Problem description: Looking at the entries below, state how many lines contain the word "pointer". Give the number alone.

Data listing:
+++

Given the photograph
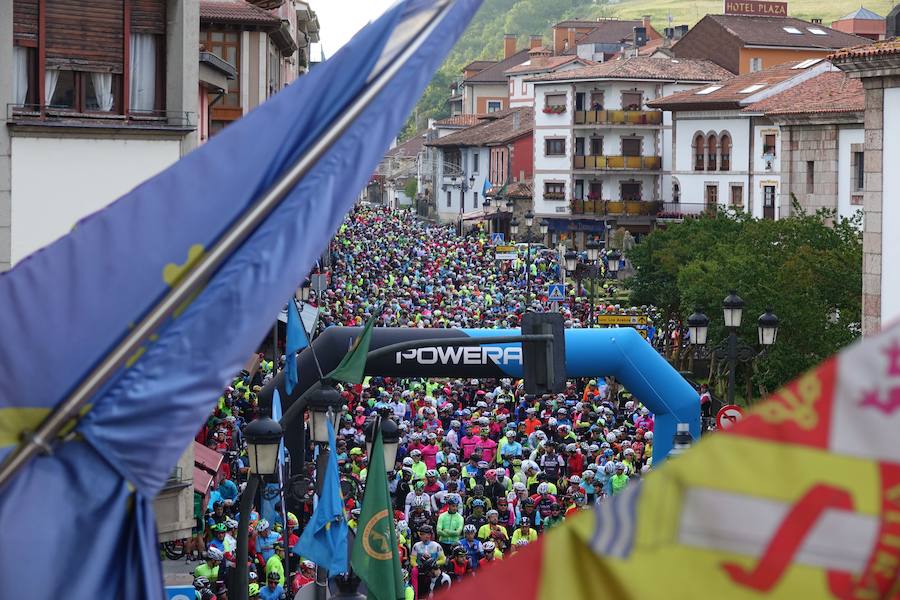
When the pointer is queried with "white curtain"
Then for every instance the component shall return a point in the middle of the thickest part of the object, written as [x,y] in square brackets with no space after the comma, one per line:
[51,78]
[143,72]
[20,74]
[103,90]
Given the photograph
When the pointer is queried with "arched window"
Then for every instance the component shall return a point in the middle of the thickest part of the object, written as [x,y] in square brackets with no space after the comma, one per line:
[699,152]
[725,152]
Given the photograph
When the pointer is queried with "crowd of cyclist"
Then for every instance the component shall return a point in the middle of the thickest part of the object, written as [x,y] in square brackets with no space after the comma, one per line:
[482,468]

+++

Answer below: 3